** start THE INPUT **

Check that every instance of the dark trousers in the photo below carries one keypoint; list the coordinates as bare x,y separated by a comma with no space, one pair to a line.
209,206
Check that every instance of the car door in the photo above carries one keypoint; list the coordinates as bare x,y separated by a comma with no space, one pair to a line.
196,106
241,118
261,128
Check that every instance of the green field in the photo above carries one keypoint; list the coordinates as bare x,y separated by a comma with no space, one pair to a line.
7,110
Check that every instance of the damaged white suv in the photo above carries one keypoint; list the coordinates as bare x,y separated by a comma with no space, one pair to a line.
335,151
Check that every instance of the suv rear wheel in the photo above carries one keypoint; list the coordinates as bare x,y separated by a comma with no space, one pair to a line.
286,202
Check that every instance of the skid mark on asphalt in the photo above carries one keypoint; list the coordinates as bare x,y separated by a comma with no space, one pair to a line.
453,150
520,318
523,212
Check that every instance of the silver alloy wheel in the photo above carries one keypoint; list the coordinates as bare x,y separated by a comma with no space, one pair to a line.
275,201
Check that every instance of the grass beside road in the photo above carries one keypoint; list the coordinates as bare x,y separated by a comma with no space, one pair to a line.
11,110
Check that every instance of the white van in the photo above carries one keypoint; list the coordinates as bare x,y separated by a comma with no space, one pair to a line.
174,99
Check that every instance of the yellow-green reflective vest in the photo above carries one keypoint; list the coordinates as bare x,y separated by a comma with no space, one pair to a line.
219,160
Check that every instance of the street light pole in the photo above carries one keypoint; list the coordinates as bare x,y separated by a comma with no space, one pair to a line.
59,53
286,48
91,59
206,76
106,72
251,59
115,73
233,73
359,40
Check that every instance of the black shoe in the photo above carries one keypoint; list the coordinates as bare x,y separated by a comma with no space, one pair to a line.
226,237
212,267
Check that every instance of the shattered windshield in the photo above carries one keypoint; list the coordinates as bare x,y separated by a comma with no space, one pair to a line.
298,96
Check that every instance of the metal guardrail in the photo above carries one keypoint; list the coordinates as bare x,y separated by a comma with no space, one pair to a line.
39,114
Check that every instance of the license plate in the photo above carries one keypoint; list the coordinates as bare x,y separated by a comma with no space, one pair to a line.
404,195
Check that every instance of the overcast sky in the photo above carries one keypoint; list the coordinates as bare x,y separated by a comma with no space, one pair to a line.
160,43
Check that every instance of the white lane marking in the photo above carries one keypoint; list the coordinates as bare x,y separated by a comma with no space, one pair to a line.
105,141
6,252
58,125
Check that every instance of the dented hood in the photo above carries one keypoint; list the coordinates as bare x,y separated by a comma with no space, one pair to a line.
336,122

** end THE INPUT **

WORK TO DO:
Reproduce all of the data above, substituting "marker" for every occurrence of "keypoint" and leaving everything else unchanged.

EXERCISE RESULT:
Check that every instance of the dark trousers in the photo below carries one marker; list the coordinates as bare x,y separated by a comma with no space, one pair to a line.
209,206
Check that every instance of the car door in the photo above carries one marker; list the coordinates as bare x,y separated by a comma with no space, one pair to a line.
196,106
241,118
261,128
Check that every instance of the green field in the photo above carries one marker; list the coordinates as bare x,y separated by a comma with no space, one pair to a line.
7,110
Check that every instance of the damaged white suv in the photo above carries one marker; list the coordinates as bare x,y separated by a comma with no space, one pair to a line.
335,151
Check that every instance of the suv rear wheel in the photo above carries one marker; list the coordinates as bare x,y separated by a comma with no space, one pair to a line.
286,202
Check that every instance of the skid mark on asphalt in the photo above carries one marker; list the coordinates as bare x,y separated by a comma with no space, one pair to a line.
453,150
520,318
523,212
Check that every instance of the silver alloy wheel in the photo above carries one marker; list the coordinates as bare x,y separated by a comma with no space, one pair to a line.
275,201
Check that every instance of the grass beside road in the photo above carries one marker; list the coordinates as bare x,y separated by a comma with no space, one pair to a line.
11,110
Check that every instance of the white van in the photo above carries one marker; list the coordinates as bare x,y separated by a comma with no space, one pair to a line.
174,99
Check that every instance of the yellow-green reflective vest in the photo above carries one marker; list the coordinates as bare x,y separated by a comma with no space, one pair to a line.
219,160
Check that every instance of the street light pole in the photo above carries one marker; list the coordinates as bare x,y separated by a comma with no space, one pair to a line.
59,53
286,48
91,59
206,76
106,72
251,59
115,73
233,73
359,40
Check that every instance of the black shoe in the photo above carries one marker; list the coordinates as bare x,y separated by a comma with no space, one pair to a line.
226,237
212,267
Check that every instance of the shattered windshield in the photo above carries one marker; list the coordinates as bare x,y separated by a comma with no space, one pair to a line.
298,96
Check that every instance of the metal guardrail in the photo above carries one marker; list the coordinates as bare x,y separated by a comma with no space, one pair to a line.
39,114
Check that every instance of the license plate in the photo above carries one marker; list the coordinates as bare x,y separated by a comma with no space, one pair to a line.
404,195
Check that every instance of the overcast sky in the photo above carries one marker; list the coordinates as bare x,y separated by a comma with no space, one pair to a line.
160,43
Check that every instance of the white lane marking in the photo above carries one marker; list the coordinates as bare x,y separated by a comma with no space, one pair to a line.
105,141
6,252
58,125
Check that every instance of the dented hood in the photo above carries one marker; list the coordinates as bare x,y separated by a comma with no space, one pair to a line.
336,122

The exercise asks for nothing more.